▸ **ARTICLE**
We love the stars’— and ‘Doc’ Losh, too

By Paul McEnroe

STAFF REPORTER

An Indian summer sun seeped through the stained glass windows spraying some brightness on her friends scattered in small bunches throughout the 62 long oaken pews.

Words from Tennyson echoed from the pulpit of the First United Methodist Church; “Thou will not leave us in the dust . . . thou art just.” The 23rd Psalm followed.

Hazel Marie '“Doc” Losh was being remembered in a memorial service Tuesday. She died Thursday.

The little lady from Blanchester, Ohio, had made Ann Arbor and the students at the University of Michigan the most integral thing in her 80 years. Having no family herself, she made the city and her students her comrades, her family.

The Rev. Fred Maitland, officiating at the service asked the congregation if he could be so presumptuous to say; “I’m glad to be here because I learned so much from this little old lady and I’m glad she’s crossed our paths.”

▸ **GIVEN INFORMATION**
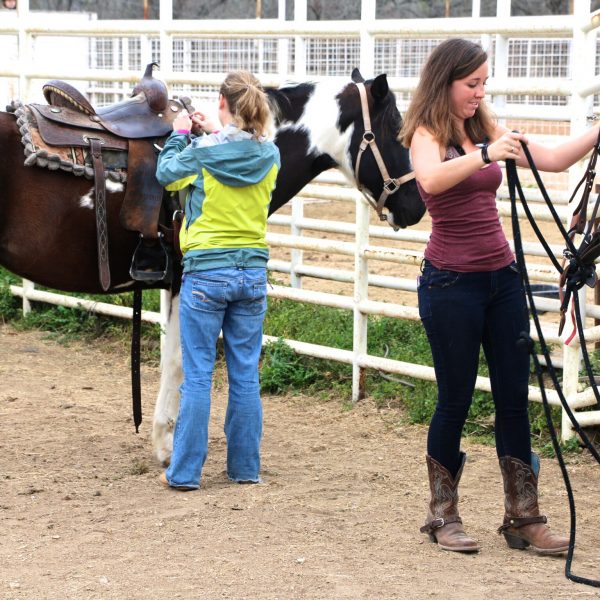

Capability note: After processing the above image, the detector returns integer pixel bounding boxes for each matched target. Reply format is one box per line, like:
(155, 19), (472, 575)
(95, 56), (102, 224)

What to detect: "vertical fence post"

▸ **REQUEST A**
Answer each of these about the article on Doc Losh's memorial, one per line:
(i) In which church was the service held?
(ii) What town did Losh come from?
(iii) Who officiated at the service?
▸ **REQUEST B**
Sum up the article on Doc Losh's memorial in two sentences.
▸ **REQUEST C**
Write the next part of the article about Doc Losh's memorial service.

▸ **WRITTEN RESPONSE A**
(i) The First United Methodist Church
(ii) Blanchester, Ohio
(iii) The Rev. Fred Maitland

▸ **WRITTEN RESPONSE B**
Hazel Marie "Doc" Losh, who died Thursday, was remembered Tuesday at a memorial service at the First United Methodist Church, where words from Tennyson and the 23rd Psalm were read. Having no family of her own, she had made Ann Arbor and the University of Michigan students her family, and the Rev. Fred Maitland said he had learned much from her.

▸ **WRITTEN RESPONSE C**
THE BLUE CARNATIONS and yellow mums, a symbol of her love for the University’s athletes and programs, were arranged on a table below the pulpit as baseball coach Moby Benedict spoke:

“She’s in better hands now than she ever was on this earth. I think it’s wonderful to know someone who loved her work so much. Who loved her life. No words fit her better than the words that will be written on her headstone” - We love the stars too fondly to fear the night.

The Rev. Dr. Gerald Parker told of going to his first pep rally in the early ’60s and listening to the ovations for former football coach Wally Weber and the then current coach, Bump Elliott. “And then this little old lady in an oversized letterman’s sweater came before the crowd . . . and it got real silent . . . and I wondered who this woman was ... and then, in a very ordinary tone, after all these men had spoken, she simply said: ‘Go Blue.’ The crowd went nuts. She rolled up her sleeves and said: “The Michigan victory was in the stars.”

Those were about the most fitting words for a woman who made astronomy, students and sports her life.